● What is expected: Nothing in the data may be changed; retype all of it.

● Records to use:
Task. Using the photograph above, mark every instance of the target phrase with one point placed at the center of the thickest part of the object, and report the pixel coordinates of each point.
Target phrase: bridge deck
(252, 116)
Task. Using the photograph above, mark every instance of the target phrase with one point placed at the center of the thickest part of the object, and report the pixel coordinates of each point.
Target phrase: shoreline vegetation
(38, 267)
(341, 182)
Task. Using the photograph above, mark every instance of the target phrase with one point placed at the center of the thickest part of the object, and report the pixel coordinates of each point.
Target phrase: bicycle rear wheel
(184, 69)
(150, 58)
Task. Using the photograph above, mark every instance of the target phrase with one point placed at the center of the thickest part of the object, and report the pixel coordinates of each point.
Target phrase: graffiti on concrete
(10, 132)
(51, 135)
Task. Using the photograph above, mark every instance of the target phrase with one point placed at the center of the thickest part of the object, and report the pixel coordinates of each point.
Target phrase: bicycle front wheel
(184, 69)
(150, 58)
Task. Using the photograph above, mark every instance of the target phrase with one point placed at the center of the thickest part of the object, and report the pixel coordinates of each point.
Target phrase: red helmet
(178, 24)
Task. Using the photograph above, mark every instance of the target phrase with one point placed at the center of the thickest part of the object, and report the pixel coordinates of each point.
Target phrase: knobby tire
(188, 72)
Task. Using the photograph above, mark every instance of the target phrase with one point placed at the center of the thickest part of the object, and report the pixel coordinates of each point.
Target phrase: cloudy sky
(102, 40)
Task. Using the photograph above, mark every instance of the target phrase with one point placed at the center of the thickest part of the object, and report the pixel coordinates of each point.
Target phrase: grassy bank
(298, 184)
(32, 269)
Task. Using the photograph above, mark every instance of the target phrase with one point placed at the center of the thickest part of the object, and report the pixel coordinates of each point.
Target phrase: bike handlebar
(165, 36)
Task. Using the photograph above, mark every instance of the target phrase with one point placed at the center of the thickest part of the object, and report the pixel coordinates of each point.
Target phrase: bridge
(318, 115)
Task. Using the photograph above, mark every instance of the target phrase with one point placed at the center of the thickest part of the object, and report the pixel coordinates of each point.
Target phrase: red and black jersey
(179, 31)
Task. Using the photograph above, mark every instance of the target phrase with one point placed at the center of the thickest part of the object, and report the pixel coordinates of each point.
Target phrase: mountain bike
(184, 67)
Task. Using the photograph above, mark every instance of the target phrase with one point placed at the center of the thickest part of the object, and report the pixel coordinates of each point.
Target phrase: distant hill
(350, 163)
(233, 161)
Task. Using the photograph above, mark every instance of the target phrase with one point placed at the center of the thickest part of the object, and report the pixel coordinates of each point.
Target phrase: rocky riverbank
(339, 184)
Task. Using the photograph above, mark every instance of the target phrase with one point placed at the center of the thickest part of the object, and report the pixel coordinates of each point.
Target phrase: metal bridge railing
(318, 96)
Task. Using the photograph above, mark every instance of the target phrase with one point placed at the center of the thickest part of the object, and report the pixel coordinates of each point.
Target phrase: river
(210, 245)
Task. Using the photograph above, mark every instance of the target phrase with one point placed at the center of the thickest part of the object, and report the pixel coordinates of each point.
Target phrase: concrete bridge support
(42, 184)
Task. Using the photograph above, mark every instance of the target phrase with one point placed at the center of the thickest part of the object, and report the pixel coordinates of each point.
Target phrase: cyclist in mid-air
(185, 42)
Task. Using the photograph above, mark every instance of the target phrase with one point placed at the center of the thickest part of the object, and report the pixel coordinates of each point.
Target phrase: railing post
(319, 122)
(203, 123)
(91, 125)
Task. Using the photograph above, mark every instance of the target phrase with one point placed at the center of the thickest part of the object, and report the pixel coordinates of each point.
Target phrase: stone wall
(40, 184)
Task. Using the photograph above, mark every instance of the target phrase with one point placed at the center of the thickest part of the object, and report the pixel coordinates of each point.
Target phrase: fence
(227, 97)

● Output below:
Task. Using the photograph above, mark every instance of the target phrase with one point placed at the center of the thickest part of the object, and report the pixel coordinates of each point.
Target phrase: bridge deck
(252, 116)
Task. Using the photograph above, mark every instance of the target phrase with one point placed at the center of the thickest part of the object, and report the pixel coordinates of each point.
Target phrase: shoreline vegetation
(38, 267)
(341, 182)
Task. Using the photograph above, mark every instance of the target phrase with one point placed at the center of the thickest part of the object, and report the pixel coordinates of each point.
Target phrase: bicycle rear wheel
(184, 69)
(150, 58)
Task. Using the photograph above, mark every instance of the target phrase with one point placed at the center of the thickest part of the object, and report the pixel coordinates of each point.
Target phrase: graffiti on concrete
(10, 132)
(51, 135)
Task. Using the photograph above, mark every instance of the target phrase with one point placed at the center of the thickest part of the object, and report the pixel coordinates of each point.
Target phrase: bicycle front wheel
(184, 69)
(150, 58)
Task. Using the photograph above, mark every instance of the target phrase with one point placed at the center of the thickest part of the object, and report the pixel coordinates of each point.
Target phrase: red helmet
(178, 24)
Task. Using the photograph above, mark every instance of the target phrase with one point placed at the center of the thickest part of the object, and report the pixel coordinates of each point.
Target phrase: knobby tire
(188, 72)
Task. Using the photograph above, mark every instance of the target phrase with one point placed at the center of the thickest part of the object, and report the pixel coordinates of each point.
Target phrase: cloudy sky
(102, 40)
Task. Using the photograph above, mark every instance of the target phrase with one point placed at the center of the thickest part of the object, and report the pixel coordinates of each point.
Target phrase: grassy bank
(298, 184)
(32, 269)
Task. Using the photograph above, mark every instance of the target phrase with one point placed at the center of the thickest part of the object, and report the pixel coordinates of each point.
Target phrase: bike handlebar
(165, 36)
Task. Using the photograph above, mark every instance of the target phrase with one point placed at the center of the thickest part of the object, and report the pixel coordinates of each point.
Target phrase: bridge
(318, 115)
Task. Using the photograph above, mark every instance of the target phrase with one point placed at the center of the thickest part of the object, and report the pixel coordinates of each point.
Target phrase: red and black jersey
(179, 31)
Task. Using the photograph above, mark every instance of the target phrase with one point placed at the center of the thickest part of the object, and report the pixel coordinates of each point.
Target phrase: mountain bike
(184, 67)
Task. Using the photograph above, mark every instance of the target phrase with one point placed at the center of the thickest part of the object, and report the pixel coordinates of each point.
Target phrase: distant hill
(350, 163)
(233, 161)
Task. Using the photograph above, mark every instance of the target phrase with one point placed at the center of the thickest part of the object, and report the pixel coordinates of each point.
Target phrase: rocky riverbank
(339, 184)
Task. Using the photograph above, mark every instance of the target phrase with one point placed at the center of the thickest part of the object, and report the pixel coordinates of each point.
Target phrase: metal bridge railing
(318, 96)
Task. Using the photograph above, mark every instance of the target phrase with one point placed at the center of the thickest part of the object, and report the pixel coordinates of each point.
Target phrase: river
(210, 245)
Task. Using the photograph above, mark every instance of the target phrase with one point placed at the center of the thickest part of the object, and report the pixel coordinates of each point.
Target phrase: concrete bridge support
(42, 184)
Task. Using the photograph above, mark every instance of the target phrase with one point placed at the center of the thickest part of the object, and report the pixel coordinates of each point.
Target phrase: cyclist in mid-air
(185, 42)
Task. Using the photograph above, mark every instance of the target phrase with one point placed at the center of the thickest part of the object, and report the pixel coordinates of each point.
Target phrase: railing post
(319, 122)
(203, 123)
(91, 125)
Task. Using the photograph above, mark every instance of the target phrase with one point placed at the center of the thickest part of the object, and report the pixel coordinates of each point.
Target phrase: stone wall
(40, 184)
Task. Using the photograph above, mark every instance of the target phrase with one point placed at the center of the thickest part of the object, and report the pixel coordinates of each point.
Target phrase: fence
(227, 97)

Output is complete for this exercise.